>> Start Document passage
County awarded $980K Jeremy Nash News-Herald.net Loudon County Highway Department recently received funds officials believe will help to pave more roads in the county beginning spring 2017 than in years past.
Knoxville Regional Transportation
Planning Organization has awarded
the county an 80-20 matching grant
of $980,000 out of Surface
Transportation Program funds, which
for the first time can only be used
for paving. STP funds are typically
used for items like guardrails,
sidewalks and other things for
safety. Loudon County Highway
Superintendent Eddie Simpson said
the county’s match will be paid
through additional state aid funds
given to county highway departments
across Tennessee in response to
state officials taking money out of
the highway fund several years ago.
Loudon County’s portion this
year is $400,000 on top of the
$180,000 the state already gives
Simpson’s department annually.
Thanks to the help of state
Reps. Jimmy Matlock, R-Lenoir
City, Kent Calfee, R-Kingston,
and others, what was normally an
80-20 match in state aid funds
was dwindled down to a 98-2
match, Simpson said.
Hopes are to obtain an
additional $200,000 next year,
Simpson said, but Gov. Bill
Haslam still has to approve the
funds.
“We’ve been able to secure this
year we should be able to pave
about $2 million worth of
projects,” Simpson said.
>> End Document passage
>> Start Data provided
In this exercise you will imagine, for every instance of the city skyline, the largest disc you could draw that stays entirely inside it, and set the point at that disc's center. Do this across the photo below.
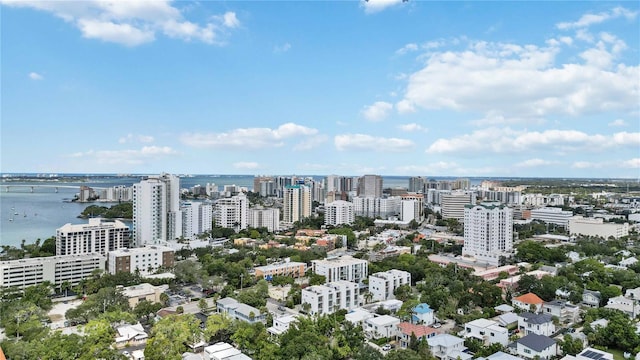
(479, 89)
>> End Data provided
— Direction —
Please summarize the article above about the Loudon County paving grant in two sentences.

— Task answer —
The Knoxville Regional Transportation Planning Organization has awarded Loudon County an 80-20 matching grant of $980,000 in Surface Transportation Program funds, which for the first time can only be used for paving, and officials believe it will help pave more roads beginning spring 2017. Highway Superintendent Eddie Simpson said the county's match will be paid through additional state aid funds, and Loudon County's portion of that aid this year is $400,000 on top of the $180,000 the state already gives his department annually.